◆ RECORD LIST:
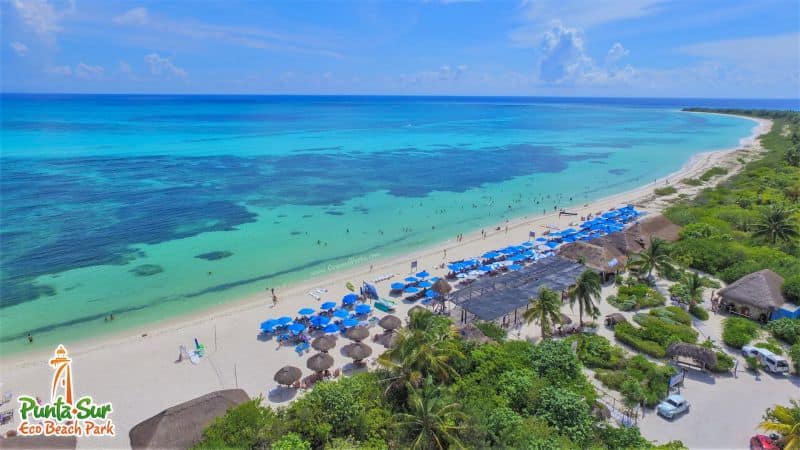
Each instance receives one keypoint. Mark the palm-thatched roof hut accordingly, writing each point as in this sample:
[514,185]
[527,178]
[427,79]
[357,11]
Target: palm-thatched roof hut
[656,226]
[288,375]
[755,295]
[472,333]
[390,322]
[357,350]
[320,362]
[323,343]
[441,287]
[601,259]
[39,442]
[181,426]
[615,318]
[703,356]
[357,333]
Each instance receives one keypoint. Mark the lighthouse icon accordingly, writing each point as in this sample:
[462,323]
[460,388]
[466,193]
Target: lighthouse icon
[62,377]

◆ THE PROBLEM: Repeat each entry above word for word, leaving every picture out.

◆ IN RESPONSE:
Each instance receives one keypoint. Mark the palm-thatched roof hut accordingly, writing each point as in this sample:
[514,185]
[527,178]
[427,79]
[357,11]
Target: palm-thatched roof hut
[656,226]
[288,375]
[755,295]
[472,333]
[390,322]
[357,350]
[320,362]
[323,343]
[441,287]
[601,259]
[39,442]
[181,426]
[615,318]
[703,356]
[357,333]
Each instance receives one keypoint. Mark the lighthouse icon accordingly, writing each point as in this sample:
[462,323]
[460,388]
[466,193]
Target: lighthouse icon
[62,377]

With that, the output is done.